◆ Task brief ◆
The entries that follow should be repeated exactly, with no pictures kept.

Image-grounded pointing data
__________________________________________________

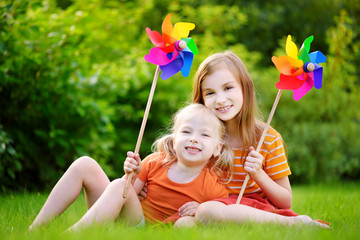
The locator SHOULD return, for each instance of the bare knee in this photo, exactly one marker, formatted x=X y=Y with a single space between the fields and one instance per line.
x=118 y=186
x=84 y=164
x=187 y=221
x=209 y=212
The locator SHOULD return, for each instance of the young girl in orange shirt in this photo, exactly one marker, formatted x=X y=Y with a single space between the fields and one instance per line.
x=223 y=84
x=183 y=170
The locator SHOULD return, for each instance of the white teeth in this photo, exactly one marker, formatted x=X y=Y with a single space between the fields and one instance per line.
x=192 y=149
x=224 y=108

__________________________________________________

◆ Result of this exercise ◆
The locator SHOULD return, for each instance of the bare knee in this photo, exactly one marker, formatted x=X y=Y with a single space between the fields and one instance per line.
x=118 y=186
x=84 y=164
x=187 y=221
x=209 y=212
The locator SHOULD return, for each instance of the young girl in orange shirt in this photo, exactly one marker, formatted x=X y=Y with a single space between the fields and one instance per line.
x=223 y=84
x=183 y=170
The locator SHOULD return, for each instance of the white teeth in this photo, exactly one marker, formatted x=X y=Y with a single space between the fields and one instance per line.
x=192 y=149
x=224 y=108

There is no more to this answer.